=== Records ===
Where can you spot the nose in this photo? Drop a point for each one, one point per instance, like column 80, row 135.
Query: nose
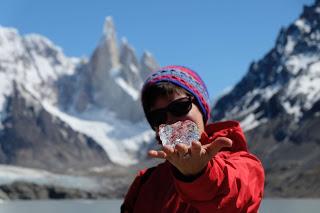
column 171, row 118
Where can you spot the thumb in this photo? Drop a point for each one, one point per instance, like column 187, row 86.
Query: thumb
column 214, row 147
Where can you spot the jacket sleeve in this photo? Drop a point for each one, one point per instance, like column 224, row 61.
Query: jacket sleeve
column 231, row 182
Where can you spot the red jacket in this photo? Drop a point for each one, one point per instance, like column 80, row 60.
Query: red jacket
column 233, row 181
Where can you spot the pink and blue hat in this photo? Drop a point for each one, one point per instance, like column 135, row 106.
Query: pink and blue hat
column 185, row 78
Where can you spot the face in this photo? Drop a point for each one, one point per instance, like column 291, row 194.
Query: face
column 194, row 114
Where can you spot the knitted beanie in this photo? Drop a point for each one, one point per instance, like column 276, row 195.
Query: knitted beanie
column 185, row 78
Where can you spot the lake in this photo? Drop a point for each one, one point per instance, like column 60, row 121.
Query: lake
column 113, row 206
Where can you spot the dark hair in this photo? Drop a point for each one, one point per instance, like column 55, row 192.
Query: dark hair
column 162, row 89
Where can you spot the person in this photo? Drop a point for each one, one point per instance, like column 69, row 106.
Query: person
column 215, row 174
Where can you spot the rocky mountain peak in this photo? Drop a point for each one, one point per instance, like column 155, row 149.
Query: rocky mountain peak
column 284, row 81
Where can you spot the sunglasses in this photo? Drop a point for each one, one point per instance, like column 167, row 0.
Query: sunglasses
column 177, row 108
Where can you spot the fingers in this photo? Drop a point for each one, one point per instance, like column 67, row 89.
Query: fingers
column 182, row 149
column 157, row 154
column 195, row 149
column 214, row 147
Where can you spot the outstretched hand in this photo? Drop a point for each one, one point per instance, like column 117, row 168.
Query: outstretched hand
column 191, row 160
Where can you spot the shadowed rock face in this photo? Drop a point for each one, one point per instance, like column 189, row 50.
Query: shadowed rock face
column 277, row 102
column 37, row 71
column 111, row 79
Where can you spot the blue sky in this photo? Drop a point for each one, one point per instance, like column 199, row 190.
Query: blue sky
column 218, row 39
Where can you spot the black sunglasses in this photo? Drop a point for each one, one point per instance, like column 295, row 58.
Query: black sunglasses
column 177, row 108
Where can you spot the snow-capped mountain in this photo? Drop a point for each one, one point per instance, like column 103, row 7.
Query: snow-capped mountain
column 63, row 114
column 277, row 102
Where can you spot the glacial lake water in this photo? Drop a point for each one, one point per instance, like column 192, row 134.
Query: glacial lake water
column 113, row 206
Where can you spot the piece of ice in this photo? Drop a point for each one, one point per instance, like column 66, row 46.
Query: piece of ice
column 180, row 132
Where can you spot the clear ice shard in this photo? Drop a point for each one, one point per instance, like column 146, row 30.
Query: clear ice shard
column 180, row 132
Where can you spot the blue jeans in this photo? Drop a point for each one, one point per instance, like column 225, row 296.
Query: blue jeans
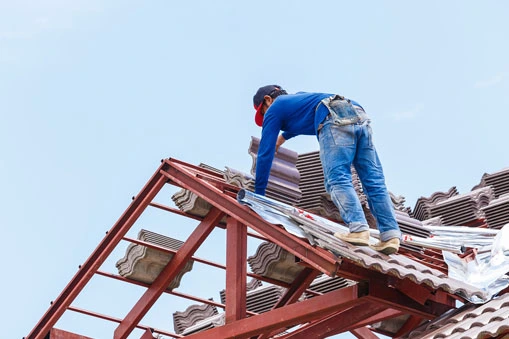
column 340, row 147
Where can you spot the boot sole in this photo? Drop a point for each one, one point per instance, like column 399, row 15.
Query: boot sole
column 357, row 242
column 387, row 250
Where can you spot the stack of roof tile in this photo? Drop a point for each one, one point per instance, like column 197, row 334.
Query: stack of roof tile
column 261, row 299
column 422, row 209
column 272, row 261
column 463, row 208
column 468, row 322
column 192, row 315
column 499, row 180
column 284, row 177
column 144, row 264
column 190, row 203
column 497, row 212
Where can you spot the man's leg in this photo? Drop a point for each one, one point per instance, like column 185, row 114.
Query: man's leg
column 370, row 173
column 337, row 151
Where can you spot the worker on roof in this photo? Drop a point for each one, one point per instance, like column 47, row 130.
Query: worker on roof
column 345, row 137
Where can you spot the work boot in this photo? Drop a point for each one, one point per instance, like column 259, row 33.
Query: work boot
column 358, row 238
column 387, row 247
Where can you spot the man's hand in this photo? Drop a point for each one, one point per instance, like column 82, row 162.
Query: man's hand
column 280, row 141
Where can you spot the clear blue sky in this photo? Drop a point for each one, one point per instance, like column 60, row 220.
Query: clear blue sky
column 94, row 93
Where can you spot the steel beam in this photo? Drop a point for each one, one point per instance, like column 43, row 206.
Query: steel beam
column 99, row 255
column 236, row 268
column 338, row 322
column 55, row 333
column 364, row 333
column 147, row 334
column 297, row 313
column 318, row 258
column 395, row 299
column 117, row 320
column 292, row 295
column 175, row 265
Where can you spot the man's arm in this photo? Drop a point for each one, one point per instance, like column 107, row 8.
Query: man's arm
column 266, row 150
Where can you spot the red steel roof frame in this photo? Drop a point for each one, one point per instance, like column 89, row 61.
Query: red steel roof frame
column 375, row 298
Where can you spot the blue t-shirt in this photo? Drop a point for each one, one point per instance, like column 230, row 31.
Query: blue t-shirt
column 294, row 114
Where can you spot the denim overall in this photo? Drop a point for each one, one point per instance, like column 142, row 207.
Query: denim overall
column 345, row 138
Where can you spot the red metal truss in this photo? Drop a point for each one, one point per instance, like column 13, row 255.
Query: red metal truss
column 375, row 298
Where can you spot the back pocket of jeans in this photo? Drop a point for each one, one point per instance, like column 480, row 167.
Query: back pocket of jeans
column 343, row 135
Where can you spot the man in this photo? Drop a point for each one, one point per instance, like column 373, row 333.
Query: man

=== Challenge ===
Rewrite the records from the line with "Where can you spot the fingers" up to and including the line with "column 191, row 160", replacing "Drop" with "Place" and leaving everything else unchanged.

=== Correct response ===
Where can you spot the fingers in this photo? Place a point for each one, one point per instance, like column 67, row 89.
Query: fingers
column 182, row 149
column 157, row 154
column 195, row 149
column 214, row 147
Where can you spot the outstretched hand in this photo? Place a point for each one, one point per instance, like column 117, row 168.
Query: outstretched hand
column 191, row 160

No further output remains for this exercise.